__Provided entries__.

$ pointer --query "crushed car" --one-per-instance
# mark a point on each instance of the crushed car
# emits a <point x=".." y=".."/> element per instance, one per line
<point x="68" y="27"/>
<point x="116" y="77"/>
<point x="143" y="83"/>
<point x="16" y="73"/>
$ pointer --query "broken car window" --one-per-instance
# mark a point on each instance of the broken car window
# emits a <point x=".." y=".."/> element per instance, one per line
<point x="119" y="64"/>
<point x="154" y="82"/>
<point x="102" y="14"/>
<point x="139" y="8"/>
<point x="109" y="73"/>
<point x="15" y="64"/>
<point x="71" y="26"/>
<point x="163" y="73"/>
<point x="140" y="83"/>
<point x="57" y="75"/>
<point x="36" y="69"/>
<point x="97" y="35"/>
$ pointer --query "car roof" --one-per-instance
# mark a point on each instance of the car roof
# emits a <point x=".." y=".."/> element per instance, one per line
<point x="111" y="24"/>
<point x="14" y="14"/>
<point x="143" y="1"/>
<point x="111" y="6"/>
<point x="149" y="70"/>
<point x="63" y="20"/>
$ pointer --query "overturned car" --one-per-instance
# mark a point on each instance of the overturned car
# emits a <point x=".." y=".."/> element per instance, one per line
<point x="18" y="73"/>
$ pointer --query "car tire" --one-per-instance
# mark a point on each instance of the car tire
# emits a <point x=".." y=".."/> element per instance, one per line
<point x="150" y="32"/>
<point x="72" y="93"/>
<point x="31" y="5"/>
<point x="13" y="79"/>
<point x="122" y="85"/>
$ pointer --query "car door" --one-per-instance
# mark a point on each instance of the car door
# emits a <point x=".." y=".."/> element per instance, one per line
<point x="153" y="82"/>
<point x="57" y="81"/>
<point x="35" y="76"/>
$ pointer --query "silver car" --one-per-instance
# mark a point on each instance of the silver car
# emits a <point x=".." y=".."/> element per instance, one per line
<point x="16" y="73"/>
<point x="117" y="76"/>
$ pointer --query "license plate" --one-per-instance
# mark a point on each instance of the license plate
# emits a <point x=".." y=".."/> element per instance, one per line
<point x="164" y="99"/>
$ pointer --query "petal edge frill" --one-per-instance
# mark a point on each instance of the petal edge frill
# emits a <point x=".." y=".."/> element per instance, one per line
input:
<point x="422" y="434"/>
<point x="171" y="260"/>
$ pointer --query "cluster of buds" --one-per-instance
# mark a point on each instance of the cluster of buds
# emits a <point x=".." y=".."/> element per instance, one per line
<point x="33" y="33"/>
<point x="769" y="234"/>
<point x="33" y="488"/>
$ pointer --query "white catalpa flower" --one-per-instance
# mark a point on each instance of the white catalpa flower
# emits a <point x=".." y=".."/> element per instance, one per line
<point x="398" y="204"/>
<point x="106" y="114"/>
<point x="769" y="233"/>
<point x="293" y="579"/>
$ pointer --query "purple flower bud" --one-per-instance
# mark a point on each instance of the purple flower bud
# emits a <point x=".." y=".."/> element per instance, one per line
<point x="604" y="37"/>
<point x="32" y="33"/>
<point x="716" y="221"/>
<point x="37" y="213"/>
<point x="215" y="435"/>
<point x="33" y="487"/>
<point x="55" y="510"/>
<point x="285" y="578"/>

__Work instruction__. Quote exactly the opening line of the material above and every line after it, up to and including the line that contains "# mark a point on each instance of the broken".

__Reply__.
$ pointer --query "crushed car" --one-per-instance
# mark a point on each instance of the crushed car
# emits a <point x=".." y=".."/> element per instance, one per line
<point x="68" y="27"/>
<point x="116" y="77"/>
<point x="143" y="83"/>
<point x="16" y="73"/>
$ pointer --query "broken car window" --one-per-instance
# mark a point on each instance of the broken car window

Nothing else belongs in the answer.